The alternatives toolbox

One way to try to protect a portfolio from this risk is to trade the correlation parameter itself. There are various ways to achieve this. Using swaps, conditional options, or a range of correlation-dependent derivatives, investors could have the opportunity to profit from a shift in the correlation regime, potentially cushioning any performance impact that such a shock might have.

Our preference from this range of tools is the correlation swap, a type of derivative that can be used to hedge the parametric risk exposure of changes in correlation. Mathematically bounded, so with a limited maximum potential loss, these securities offer a pure exposure to correlation. These securities are also sensitive to outliers, such as during Black Monday on 19 October 1987 – the biggest single-day percentage fall in the history of the Dow Jones Industrial Average – when the five-year correlation moved by almost 20 percentage points. With the prevailing positive stock/bond correlation regime, an investor could take a short position in a correlation swap, receiving the fixed, positive strike of the swap, and paying the subsequent realised correlation. This position will be profitable if stock/rate correlation drops below strike.

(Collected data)
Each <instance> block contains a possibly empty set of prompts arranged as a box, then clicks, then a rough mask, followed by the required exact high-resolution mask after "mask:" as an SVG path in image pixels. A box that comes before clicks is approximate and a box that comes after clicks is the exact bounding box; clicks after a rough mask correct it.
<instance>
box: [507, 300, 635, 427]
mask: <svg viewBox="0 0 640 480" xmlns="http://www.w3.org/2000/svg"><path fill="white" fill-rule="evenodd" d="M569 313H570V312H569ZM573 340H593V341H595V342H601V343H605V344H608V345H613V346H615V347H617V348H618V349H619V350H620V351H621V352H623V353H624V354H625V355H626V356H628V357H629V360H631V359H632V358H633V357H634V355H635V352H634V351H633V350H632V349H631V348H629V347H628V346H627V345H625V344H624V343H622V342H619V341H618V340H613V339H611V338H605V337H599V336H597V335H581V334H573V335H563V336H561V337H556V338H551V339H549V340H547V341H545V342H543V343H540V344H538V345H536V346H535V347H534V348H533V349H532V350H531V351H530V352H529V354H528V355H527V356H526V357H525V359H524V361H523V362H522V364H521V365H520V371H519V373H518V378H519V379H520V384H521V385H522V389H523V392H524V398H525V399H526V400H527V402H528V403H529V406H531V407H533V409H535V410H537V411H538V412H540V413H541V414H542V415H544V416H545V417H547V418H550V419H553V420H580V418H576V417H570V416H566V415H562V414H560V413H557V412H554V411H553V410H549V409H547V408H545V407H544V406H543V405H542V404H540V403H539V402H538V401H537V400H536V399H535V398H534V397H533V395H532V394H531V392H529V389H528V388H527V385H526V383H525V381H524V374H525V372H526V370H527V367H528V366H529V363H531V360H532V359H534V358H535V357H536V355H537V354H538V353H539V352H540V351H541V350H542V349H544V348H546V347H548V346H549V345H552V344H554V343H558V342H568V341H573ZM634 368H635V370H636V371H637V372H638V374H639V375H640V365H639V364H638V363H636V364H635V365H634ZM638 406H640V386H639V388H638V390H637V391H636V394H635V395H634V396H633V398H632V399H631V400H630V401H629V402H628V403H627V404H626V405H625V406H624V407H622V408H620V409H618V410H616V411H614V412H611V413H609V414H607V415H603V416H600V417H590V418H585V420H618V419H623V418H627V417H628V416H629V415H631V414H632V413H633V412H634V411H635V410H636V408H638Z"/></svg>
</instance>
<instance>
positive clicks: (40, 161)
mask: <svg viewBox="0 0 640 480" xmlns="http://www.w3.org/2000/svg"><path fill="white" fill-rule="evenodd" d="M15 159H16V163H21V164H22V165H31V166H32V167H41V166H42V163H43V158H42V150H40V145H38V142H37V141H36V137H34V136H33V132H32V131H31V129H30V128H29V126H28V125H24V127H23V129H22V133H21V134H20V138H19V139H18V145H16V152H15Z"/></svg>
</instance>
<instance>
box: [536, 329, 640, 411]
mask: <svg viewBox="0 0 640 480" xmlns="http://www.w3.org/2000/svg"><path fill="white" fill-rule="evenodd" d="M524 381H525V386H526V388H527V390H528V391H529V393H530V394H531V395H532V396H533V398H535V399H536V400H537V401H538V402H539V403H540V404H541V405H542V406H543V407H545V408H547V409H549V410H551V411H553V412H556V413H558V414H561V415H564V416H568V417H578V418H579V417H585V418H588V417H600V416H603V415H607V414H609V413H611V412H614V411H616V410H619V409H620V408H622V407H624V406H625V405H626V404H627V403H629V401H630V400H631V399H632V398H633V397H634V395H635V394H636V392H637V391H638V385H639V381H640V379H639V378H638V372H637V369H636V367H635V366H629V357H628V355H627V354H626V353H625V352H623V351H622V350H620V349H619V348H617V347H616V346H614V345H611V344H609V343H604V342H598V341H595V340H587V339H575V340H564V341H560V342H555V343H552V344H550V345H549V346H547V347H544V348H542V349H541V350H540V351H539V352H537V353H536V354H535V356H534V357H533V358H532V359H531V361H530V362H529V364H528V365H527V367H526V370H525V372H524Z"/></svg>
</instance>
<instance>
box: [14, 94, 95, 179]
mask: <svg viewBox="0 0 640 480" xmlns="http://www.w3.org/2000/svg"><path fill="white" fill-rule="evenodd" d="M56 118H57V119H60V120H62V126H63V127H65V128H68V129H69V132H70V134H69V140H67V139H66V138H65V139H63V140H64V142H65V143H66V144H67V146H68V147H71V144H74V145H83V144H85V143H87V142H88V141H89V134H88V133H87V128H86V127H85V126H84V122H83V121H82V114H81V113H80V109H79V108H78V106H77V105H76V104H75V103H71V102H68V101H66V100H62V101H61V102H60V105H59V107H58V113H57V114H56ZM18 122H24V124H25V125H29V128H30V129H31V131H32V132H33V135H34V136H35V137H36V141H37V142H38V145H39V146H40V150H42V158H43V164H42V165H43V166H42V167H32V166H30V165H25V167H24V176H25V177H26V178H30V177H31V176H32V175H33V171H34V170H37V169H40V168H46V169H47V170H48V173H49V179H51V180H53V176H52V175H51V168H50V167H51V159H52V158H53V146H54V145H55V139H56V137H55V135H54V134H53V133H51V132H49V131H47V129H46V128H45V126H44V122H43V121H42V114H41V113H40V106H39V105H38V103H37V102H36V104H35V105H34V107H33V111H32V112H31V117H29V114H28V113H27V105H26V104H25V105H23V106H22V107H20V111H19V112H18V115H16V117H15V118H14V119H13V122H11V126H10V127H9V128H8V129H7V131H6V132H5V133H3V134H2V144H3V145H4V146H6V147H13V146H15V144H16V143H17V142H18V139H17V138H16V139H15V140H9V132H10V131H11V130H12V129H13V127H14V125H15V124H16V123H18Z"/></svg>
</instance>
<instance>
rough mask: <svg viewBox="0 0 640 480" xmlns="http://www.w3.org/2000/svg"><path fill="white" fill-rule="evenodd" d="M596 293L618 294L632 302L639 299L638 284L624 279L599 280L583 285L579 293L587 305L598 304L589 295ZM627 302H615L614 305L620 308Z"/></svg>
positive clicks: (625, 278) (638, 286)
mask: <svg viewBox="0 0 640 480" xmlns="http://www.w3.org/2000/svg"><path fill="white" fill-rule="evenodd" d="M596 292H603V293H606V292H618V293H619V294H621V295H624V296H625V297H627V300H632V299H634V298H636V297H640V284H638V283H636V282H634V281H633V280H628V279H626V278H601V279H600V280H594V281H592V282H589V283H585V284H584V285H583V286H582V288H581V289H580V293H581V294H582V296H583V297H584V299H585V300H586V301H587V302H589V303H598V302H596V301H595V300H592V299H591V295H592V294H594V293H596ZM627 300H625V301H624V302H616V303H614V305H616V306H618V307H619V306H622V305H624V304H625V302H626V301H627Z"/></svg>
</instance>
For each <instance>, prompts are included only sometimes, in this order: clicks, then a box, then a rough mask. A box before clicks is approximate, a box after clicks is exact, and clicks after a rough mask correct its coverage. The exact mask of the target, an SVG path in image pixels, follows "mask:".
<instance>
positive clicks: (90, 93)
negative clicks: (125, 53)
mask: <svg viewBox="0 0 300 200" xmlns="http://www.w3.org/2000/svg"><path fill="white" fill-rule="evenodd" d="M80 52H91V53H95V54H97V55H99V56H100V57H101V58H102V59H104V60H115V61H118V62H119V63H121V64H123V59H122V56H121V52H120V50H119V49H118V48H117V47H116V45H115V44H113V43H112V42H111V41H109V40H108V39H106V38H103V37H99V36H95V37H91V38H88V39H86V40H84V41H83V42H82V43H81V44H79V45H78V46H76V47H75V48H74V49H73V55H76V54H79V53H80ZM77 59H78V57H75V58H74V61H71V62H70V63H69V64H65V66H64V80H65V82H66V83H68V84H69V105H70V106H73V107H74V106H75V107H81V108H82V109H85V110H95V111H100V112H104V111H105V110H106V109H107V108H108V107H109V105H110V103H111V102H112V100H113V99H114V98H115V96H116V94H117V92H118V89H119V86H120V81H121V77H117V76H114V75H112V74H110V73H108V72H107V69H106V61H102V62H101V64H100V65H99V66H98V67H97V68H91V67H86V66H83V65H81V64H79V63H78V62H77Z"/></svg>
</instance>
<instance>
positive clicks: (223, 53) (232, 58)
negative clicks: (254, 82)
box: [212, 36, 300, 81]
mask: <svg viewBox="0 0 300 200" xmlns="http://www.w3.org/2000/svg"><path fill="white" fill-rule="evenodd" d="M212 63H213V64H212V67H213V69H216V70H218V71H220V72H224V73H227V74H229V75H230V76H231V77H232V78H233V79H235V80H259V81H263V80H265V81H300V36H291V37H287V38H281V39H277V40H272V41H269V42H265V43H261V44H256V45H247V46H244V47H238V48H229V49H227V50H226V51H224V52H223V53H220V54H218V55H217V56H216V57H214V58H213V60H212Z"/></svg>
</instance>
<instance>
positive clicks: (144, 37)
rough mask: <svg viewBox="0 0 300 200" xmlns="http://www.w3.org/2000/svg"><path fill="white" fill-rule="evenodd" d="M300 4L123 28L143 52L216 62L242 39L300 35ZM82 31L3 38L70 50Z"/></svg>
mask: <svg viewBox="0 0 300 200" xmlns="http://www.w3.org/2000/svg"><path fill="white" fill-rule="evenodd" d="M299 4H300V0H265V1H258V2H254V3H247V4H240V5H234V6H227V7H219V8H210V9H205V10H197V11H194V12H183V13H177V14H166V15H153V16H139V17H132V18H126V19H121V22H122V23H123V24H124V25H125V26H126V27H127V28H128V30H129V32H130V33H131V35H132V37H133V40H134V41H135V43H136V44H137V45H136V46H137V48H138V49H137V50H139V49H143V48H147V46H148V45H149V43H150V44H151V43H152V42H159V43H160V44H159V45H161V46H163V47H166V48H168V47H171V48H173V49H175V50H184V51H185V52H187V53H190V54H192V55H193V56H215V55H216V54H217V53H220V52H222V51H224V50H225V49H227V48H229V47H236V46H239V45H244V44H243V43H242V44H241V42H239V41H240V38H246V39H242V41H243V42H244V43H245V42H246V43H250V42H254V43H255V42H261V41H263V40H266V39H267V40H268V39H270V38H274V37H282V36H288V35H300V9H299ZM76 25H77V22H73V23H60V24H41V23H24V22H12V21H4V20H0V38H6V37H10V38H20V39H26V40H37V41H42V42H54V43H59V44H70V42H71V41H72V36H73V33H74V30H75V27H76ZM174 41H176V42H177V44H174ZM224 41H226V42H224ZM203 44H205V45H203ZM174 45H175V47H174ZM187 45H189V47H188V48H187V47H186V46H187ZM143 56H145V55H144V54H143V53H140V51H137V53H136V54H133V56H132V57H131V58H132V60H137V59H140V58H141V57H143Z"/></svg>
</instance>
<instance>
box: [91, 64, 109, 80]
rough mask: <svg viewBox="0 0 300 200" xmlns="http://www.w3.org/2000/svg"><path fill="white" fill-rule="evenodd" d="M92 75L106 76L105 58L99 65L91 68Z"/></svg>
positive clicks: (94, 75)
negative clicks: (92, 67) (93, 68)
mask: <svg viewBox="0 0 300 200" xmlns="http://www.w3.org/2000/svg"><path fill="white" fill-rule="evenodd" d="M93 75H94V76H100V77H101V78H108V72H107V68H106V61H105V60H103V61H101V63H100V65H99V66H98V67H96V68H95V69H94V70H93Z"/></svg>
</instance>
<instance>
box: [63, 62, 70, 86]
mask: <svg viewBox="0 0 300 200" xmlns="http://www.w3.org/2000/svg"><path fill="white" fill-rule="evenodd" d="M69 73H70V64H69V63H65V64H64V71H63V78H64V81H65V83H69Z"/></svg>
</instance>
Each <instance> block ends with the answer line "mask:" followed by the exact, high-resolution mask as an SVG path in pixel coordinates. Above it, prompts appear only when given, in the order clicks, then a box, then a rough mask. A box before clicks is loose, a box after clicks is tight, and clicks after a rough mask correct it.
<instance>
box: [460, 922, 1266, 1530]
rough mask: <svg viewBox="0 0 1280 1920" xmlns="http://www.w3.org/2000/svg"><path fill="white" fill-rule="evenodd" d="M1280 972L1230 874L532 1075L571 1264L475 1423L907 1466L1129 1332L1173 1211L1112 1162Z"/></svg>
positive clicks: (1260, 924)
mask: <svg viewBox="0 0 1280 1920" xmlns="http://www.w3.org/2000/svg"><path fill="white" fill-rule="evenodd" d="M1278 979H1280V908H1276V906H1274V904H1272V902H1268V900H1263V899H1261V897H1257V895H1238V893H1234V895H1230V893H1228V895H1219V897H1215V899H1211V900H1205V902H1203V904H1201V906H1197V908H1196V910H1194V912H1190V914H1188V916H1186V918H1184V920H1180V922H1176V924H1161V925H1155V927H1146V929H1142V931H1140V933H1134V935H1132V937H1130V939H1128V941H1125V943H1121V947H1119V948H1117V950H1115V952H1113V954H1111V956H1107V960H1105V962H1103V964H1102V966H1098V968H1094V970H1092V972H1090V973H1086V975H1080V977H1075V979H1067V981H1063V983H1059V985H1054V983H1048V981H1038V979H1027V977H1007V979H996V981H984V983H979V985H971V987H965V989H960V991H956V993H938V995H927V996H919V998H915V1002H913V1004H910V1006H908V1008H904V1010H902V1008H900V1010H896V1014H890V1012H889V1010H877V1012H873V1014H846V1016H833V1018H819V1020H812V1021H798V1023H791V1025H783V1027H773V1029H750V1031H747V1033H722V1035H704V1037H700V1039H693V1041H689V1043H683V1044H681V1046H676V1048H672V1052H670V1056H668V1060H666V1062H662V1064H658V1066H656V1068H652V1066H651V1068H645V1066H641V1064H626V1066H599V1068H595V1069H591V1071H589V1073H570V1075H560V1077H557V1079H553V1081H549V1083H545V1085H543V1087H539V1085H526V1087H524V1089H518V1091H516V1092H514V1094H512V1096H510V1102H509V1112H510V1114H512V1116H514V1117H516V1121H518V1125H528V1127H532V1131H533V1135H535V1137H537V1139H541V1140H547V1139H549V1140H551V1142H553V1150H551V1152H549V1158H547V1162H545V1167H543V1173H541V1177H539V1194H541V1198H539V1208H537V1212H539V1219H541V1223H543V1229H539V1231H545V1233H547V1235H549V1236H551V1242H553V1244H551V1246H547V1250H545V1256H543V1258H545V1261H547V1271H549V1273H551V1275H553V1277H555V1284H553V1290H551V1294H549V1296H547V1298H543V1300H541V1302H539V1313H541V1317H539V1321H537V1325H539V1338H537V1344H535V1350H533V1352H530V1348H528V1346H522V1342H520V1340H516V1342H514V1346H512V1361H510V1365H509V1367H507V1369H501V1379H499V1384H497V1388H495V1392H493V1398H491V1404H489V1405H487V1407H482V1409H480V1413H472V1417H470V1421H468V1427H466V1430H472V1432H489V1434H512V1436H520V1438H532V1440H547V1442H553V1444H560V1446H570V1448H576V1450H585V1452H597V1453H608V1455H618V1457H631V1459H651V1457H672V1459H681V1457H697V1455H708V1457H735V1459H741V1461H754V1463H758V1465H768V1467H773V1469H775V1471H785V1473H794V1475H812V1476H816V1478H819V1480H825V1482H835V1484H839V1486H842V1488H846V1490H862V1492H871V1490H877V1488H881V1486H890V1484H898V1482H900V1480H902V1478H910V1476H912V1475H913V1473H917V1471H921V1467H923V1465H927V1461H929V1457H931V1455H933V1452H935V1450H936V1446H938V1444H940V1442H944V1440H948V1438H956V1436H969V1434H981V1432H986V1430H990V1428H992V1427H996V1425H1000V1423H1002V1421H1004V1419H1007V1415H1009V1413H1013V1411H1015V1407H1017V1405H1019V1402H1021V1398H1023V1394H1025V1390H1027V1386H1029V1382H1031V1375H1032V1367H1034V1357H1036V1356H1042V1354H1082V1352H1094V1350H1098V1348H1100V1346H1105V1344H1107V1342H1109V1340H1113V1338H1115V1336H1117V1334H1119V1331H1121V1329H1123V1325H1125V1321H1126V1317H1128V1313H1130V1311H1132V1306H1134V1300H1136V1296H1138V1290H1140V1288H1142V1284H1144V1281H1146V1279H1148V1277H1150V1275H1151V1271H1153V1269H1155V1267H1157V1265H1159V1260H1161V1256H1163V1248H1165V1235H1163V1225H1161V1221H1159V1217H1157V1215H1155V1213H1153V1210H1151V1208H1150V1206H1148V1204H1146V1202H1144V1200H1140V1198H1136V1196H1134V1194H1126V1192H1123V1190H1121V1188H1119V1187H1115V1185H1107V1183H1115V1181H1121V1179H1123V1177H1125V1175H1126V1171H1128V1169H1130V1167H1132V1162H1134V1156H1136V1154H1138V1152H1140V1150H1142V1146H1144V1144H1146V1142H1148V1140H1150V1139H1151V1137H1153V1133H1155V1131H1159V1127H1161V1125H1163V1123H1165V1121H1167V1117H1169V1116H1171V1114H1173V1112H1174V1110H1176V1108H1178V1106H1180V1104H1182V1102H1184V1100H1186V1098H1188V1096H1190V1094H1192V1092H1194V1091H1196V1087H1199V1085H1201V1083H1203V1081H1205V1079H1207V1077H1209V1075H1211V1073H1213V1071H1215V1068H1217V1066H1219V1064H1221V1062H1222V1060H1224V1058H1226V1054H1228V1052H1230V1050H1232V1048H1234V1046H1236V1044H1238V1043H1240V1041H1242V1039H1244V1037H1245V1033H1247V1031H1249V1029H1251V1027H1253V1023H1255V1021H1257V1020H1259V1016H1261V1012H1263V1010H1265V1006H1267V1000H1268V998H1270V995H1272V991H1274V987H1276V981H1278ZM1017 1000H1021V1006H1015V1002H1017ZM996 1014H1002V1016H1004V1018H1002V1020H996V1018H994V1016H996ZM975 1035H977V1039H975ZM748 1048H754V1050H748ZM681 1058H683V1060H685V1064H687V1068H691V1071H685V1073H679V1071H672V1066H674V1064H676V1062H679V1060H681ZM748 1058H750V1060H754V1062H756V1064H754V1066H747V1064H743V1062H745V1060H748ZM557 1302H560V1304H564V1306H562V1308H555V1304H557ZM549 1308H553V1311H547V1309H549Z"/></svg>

Work instructions »
A: In the correlation-trading passage, how far did the five-year correlation move on Black Monday?
B: Write the next few sentences of the correlation-trading passage, picking up after its last line.

Task-by-task answers »
A: By almost 20 percentage points.

B:
If diversification is the only free lunch, then investors should be wary of the risk of this benefit eroding and consider adjusting their strategy accordingly. As a broad rule, holding a portfolio of uncorrelated assets helps to reduce overall risk. If we do see a risk to the long-standing negative correlation between equities and bonds, investors may want to consider the benefits of adding alternative assets to their portfolio. Correlation trading might be one such tool to hedge against the risk of future smaller lunches.


[1] Source: National Geographic, ‘No, We’re Not All Doomed by Earth’s Magnetic Field Flip’, 31 January 2018.

[2] Source: FT, ‘New Correlations Spell Concern for Bond and Equity Investors’, 1 May 2018.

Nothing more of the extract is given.